** Start of Information given **
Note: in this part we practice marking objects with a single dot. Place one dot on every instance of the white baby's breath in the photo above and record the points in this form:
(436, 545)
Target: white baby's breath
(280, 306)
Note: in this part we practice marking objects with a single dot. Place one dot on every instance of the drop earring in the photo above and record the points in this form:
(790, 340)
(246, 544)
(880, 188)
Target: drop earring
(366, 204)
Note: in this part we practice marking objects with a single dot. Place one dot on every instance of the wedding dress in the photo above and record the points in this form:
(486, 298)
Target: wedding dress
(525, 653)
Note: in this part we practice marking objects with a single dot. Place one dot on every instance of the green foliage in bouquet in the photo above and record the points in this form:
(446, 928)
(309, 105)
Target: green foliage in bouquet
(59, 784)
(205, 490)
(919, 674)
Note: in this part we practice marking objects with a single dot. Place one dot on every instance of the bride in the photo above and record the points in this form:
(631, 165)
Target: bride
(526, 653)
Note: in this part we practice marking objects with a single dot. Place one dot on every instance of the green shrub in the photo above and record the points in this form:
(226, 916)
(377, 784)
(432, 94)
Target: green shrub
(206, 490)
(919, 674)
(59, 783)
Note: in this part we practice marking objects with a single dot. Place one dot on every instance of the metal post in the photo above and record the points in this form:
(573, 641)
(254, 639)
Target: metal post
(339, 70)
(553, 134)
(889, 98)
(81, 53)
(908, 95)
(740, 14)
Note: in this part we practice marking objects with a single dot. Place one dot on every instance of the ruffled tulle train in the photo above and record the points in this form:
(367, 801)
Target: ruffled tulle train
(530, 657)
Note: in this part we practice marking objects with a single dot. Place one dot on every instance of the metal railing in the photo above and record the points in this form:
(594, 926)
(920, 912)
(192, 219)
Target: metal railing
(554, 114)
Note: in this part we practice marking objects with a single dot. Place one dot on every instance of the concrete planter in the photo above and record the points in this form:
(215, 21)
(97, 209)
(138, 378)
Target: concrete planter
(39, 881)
** End of Information given **
== Short task ==
Give the lines of the listing as a numbered list, beginning at the line that contains "the metal post" and ending with the last line of the listing. Leave out any blank lines.

== Reply to the task ==
1. Note: in this part we practice marking objects with a single dot. Place one dot on every instance of the metal post in the photo above and record the points in this form:
2. (573, 641)
3. (254, 639)
4. Target: metal post
5. (339, 70)
6. (553, 134)
7. (889, 98)
8. (81, 53)
9. (908, 95)
10. (740, 14)
11. Note: in this part we practice marking objects with a single dot. Place one dot on every instance of the ruffled tulle train in the photo above and record the points in this form:
12. (367, 801)
13. Target: ruffled tulle train
14. (530, 657)
15. Note: in this part we practice marking objects with a single dot. Place one dot on every instance of the metal railing in the photo above and record the points in this form:
16. (594, 926)
17. (920, 912)
18. (192, 219)
19. Target: metal railing
20. (554, 114)
21. Note: in this part we practice marking objects with a single dot. Place one dot on every instance of the concrete planter in the photo above and record the points in this form:
22. (215, 21)
23. (97, 209)
24. (138, 378)
25. Target: concrete planter
26. (39, 881)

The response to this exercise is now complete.